**** Source text
Official Blu-Ray Reviews Scoring


----------



## foto69man (Apr 7, 2011)

Thanks for the review. I too was vastly disappointed with this film. It tanked as far as the green lantern storyline goes and lacked some basic story development...

I had high hopes, and yeah they were crushed. Reynolds only looks like a bad choice for this movie due to the script being horrible, and him being a comedic actor...I don't consider Hal Jordan to be a comedian


----------



## smurphy522 (Sep 21, 2010)

Thanks for the review Dale.

I saw this (or most of it) in the movies w/my son. He became bored with it and we left about 100 min into it. I can't say it held my attention that much either. I recall I was wondering when it was going to end. Great sound as you pointed out.

Much of it was written as though it was a sequel to the "1st Green Lantern".


----------



## Jon Liu (May 21, 2007)

When it first was announced, I didn't think it would translate very well from comic to live action. The trailer solidified it when it everything looked so cartoony. Sad, Green Lantern could've been so much better.


----------



## Dwight Angus (Dec 17, 2007)

Good Review Dale
I was not going to watch this film and your review has confirmed my suspicions.

Cheers


----------



## Z71SierraSLT (Nov 9, 2010)

I finally saw it last night. I went into this reading all of the other bad reviews ahead of it. Dale your review was right on..."OK" It wasn't that bad, but all of the whinning reviews everywhere else, jeez. Could have done more yes, but oh well....it sold toys right :bigsmile: It is not the Dark Knight, more like Fantastic Four. A missed chance for DC on this character. I'm waiting for the Dark Knight Rises, Man of Steel and Avengers.


----------



## tonyvdb (Sep 5, 2007)

Yes, I also agree, the movie was just OK the audio however was very good, not as good as Transformers but up there with the best for sure. I did not think the story was all that bad and although a bit slow at times it was enjoyable to watch.


----------



## Picture_Shooter (Dec 23, 2007)

Thanks all. I will just rent it, it does not seem like a movie to add to my collection.


----------



## turtle101 (Jul 25, 2011)

I actually quite enjoyed this film the picture quality was great however I was slightly disappointed by the ending how the main bad guy dies but still thought it was a good introduction to the character had more story than action but I still enjoyed it never the less, at least worth a watch!


----------



## tommysss (Nov 18, 2009)

One of the worst superhero type movie ever.


----------



## d12d (Dec 21, 2011)

Skip this movie. It has all the necessary components to be a very good movie but it doesn't come together well. I found this very boring and not worth spending your time on. Nothing exciting regarding audio or video. 5/10


----------



## CatBrat (May 20, 2010)

Having no prior knowledge of what or who the Green Lantern is, nor having read any reviews on the movie, I thought this was a very entertaining and enjoyable film! Movies are (almost) never the same thing as what one envisions when they are intimately involved with the original media and stories.
********
◆ Aim:
Reproduce word for word the part of the Green Lantern review thread between "Yes, I also" and "(Dec 23, 2007)", inclusive.
**** Stored rows
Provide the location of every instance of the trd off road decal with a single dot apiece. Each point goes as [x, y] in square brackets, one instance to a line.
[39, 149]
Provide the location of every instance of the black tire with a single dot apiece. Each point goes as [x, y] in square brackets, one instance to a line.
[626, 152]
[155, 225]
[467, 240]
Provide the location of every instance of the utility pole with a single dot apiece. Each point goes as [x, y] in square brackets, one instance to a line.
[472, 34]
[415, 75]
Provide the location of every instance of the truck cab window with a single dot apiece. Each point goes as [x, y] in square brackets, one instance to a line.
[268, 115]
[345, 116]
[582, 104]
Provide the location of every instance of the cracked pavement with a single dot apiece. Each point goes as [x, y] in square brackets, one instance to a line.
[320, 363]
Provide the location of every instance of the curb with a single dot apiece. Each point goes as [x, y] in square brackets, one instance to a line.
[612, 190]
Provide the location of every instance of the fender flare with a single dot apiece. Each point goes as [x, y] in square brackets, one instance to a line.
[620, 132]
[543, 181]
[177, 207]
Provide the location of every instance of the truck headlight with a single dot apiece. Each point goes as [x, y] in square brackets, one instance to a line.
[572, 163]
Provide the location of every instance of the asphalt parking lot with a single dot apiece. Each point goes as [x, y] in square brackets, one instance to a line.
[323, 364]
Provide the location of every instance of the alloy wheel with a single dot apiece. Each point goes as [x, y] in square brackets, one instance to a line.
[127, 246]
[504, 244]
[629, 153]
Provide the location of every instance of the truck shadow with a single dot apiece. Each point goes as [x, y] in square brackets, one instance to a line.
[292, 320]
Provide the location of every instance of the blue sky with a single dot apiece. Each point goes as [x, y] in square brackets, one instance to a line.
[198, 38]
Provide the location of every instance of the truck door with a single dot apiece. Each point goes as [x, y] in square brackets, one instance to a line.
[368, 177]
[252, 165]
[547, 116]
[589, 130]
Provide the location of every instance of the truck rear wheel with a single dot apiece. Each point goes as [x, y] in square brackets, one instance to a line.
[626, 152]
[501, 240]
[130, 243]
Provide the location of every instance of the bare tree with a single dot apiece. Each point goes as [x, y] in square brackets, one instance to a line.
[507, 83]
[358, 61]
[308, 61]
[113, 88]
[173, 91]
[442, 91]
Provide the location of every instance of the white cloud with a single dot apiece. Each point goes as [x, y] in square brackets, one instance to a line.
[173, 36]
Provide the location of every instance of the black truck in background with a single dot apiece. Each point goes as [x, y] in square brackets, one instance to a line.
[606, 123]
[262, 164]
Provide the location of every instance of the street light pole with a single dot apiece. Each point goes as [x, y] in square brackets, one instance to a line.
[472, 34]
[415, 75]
********
**** Stored rows
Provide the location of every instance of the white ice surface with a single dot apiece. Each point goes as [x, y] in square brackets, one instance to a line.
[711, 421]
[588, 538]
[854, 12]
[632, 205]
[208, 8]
********
◆ The result:
Yes, I also agree, the movie was just OK the audio however was very good, not as good as Transformers but up there with the best for sure. I did not think the story was all that bad and although a bit slow at times it was enjoyable to watch.


----------



## Picture_Shooter (Dec 23, 2007)